Перепечатайте без каких-либо изменений всё, начиная со строки, содержащей «jersey with a single point per instance.», и вниз до самого конца пунктов, включая обе границы.

-----

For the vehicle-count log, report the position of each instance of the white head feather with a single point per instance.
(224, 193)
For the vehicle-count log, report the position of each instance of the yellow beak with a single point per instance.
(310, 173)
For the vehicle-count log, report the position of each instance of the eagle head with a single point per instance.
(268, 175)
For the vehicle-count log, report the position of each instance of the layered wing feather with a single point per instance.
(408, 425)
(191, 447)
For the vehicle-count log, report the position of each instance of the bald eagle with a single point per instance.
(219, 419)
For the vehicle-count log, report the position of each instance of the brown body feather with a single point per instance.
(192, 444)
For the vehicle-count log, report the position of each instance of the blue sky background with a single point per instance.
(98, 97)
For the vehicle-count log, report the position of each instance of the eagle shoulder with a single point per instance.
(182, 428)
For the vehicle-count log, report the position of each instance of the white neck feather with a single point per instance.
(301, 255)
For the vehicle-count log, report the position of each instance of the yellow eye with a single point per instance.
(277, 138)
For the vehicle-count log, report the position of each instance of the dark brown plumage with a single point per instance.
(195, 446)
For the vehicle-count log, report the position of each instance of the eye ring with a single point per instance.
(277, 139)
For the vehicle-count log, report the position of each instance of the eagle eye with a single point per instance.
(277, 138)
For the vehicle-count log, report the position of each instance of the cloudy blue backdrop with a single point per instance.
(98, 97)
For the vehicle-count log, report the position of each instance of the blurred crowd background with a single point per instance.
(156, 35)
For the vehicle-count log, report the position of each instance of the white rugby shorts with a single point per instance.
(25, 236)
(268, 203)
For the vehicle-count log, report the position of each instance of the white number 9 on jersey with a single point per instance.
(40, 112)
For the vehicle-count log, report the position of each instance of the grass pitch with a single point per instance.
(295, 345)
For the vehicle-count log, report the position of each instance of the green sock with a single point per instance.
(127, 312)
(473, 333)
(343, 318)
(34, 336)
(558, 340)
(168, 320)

-----

** Результат выполнения **
For the vehicle-count log, report the position of each instance of the white number 9 on jersey with a single point per instance.
(40, 112)
For the vehicle-count log, report the position of each instance of the grass pitch with a single point per instance.
(295, 345)
For the vehicle-count log, report the position of each instance of the green sock with a single point per instance.
(127, 312)
(473, 333)
(343, 318)
(34, 336)
(558, 340)
(168, 320)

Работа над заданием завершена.